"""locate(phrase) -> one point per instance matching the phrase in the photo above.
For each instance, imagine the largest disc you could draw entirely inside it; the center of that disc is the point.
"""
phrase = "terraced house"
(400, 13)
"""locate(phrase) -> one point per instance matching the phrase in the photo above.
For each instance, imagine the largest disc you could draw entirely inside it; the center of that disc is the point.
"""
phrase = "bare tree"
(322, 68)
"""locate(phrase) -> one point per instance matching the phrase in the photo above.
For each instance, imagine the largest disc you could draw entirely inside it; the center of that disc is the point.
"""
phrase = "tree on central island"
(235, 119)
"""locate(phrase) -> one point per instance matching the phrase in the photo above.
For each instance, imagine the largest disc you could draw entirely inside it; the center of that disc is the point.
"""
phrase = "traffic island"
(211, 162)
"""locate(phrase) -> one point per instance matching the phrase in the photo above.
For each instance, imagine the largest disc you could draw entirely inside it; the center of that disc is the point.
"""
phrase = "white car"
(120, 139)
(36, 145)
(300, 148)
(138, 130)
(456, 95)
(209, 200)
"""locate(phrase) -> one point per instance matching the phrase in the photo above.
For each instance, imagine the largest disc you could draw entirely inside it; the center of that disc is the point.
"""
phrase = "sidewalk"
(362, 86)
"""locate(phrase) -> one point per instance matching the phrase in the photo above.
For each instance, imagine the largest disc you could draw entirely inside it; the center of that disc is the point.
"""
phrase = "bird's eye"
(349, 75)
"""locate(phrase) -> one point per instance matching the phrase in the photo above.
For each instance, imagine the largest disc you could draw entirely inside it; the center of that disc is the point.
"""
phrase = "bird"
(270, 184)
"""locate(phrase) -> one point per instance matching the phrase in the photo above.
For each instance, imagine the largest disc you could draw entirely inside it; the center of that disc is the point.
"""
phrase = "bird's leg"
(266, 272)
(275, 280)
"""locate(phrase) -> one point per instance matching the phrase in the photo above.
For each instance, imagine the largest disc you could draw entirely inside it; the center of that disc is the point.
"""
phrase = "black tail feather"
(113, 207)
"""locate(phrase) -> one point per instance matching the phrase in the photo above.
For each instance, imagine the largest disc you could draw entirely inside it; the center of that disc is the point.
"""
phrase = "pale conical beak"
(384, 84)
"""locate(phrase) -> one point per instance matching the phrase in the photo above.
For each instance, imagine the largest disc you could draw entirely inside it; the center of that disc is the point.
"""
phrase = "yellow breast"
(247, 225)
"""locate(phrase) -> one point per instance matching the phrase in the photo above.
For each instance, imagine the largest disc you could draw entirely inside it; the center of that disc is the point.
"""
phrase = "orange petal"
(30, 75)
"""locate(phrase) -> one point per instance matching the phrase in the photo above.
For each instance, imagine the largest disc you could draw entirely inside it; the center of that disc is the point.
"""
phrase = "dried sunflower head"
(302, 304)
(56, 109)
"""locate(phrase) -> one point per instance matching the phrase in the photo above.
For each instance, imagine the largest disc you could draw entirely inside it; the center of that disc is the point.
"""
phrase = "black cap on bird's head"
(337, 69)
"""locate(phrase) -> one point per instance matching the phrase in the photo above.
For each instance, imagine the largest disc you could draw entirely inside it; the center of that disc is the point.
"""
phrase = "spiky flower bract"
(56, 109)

=======

Write each entry out again, exactly as it reads above.

"""locate(phrase) -> one point per instance matching the phrase in the photo above.
For each instance, imagine the largest disc you could draw entirely inside it; the center of that disc is the point.
"""
phrase = "terraced house"
(400, 13)
"""locate(phrase) -> one point per instance matching the phrase in the photo above.
For each instance, imagine the largest disc you could draw entirely inside it; the center of that disc is the point.
"""
phrase = "bare tree"
(322, 68)
"""locate(phrase) -> one point per instance matching the phrase in the photo above.
For each instance, imagine the largest disc you could draw entirely inside it; the center of that disc is the point.
"""
phrase = "tree on central island"
(235, 119)
"""locate(phrase) -> one point per instance matching the phrase in the photo above.
For each instance, imagine the largest disc you could draw entirely inside it; the center of that disc is the point.
"""
phrase = "traffic island"
(211, 162)
"""locate(phrase) -> one point per instance matching the phrase in the photo above.
For each instance, imagine the largest disc you could draw entirely inside it; the center of that disc is the point.
"""
phrase = "white car"
(120, 139)
(36, 145)
(300, 148)
(138, 130)
(456, 95)
(209, 200)
"""locate(phrase) -> one point per instance matching the phrase in the photo above.
For each instance, imagine the largest disc you could draw entirely inside it; the center of that disc is the point.
"""
phrase = "sidewalk"
(362, 86)
"""locate(phrase) -> one point per instance matching the phrase in the photo above.
For each instance, imagine the largest disc you could draw entirely inside it; the center of that disc is the point.
"""
phrase = "bird's eye"
(349, 75)
"""locate(phrase) -> one point per instance matching the phrase in the photo above.
For each instance, imagine the largest disc you could draw entirely inside it; the center of that disc is the point.
"""
phrase = "bird"
(270, 184)
"""locate(phrase) -> one point per instance matching the phrase in the photo above.
For each instance, imagine the largest disc you could draw entirely inside it; the center of that disc is the point.
"""
phrase = "bird's leg"
(266, 272)
(275, 280)
"""locate(phrase) -> one point per instance matching the phrase in the photo above.
For each instance, imagine the largest disc you could draw entirely inside it; the center of that disc is the point.
"""
phrase = "black tail feather"
(113, 207)
"""locate(phrase) -> one point per instance matching the phrase in the photo above.
For each instance, imagine the largest disc you could draw entirely inside it; the center of that disc is the point.
"""
phrase = "pale conical beak"
(384, 84)
"""locate(phrase) -> one point per instance matching the phrase in the photo above.
For each instance, imagine the largest disc you could draw entirely inside it; the center of that disc is the point.
"""
phrase = "yellow breast"
(247, 225)
"""locate(phrase) -> one point per instance matching the phrase in the photo above.
For each instance, imagine the largest disc you could draw entirely inside it; the center of that disc is the point.
"""
phrase = "orange petal"
(30, 75)
"""locate(phrase) -> one point per instance matching the phrase in the photo above.
For each instance, imagine the largest disc you could draw entirely inside it; the center of that disc is the point.
"""
phrase = "dried sunflower head"
(302, 304)
(56, 109)
"""locate(phrase) -> one point per instance matching the phrase in the photo above.
For each instance, imagine the largest disc you could draw entirely inside it; the center of that disc is the point.
"""
phrase = "black cap on bird's head"
(337, 69)
"""locate(phrase) -> one point per instance matching the phrase in the photo above.
For each instance, imagine the largest disc you could draw entirely inside it; the center of that disc is the point.
"""
phrase = "spiky flower bract"
(56, 109)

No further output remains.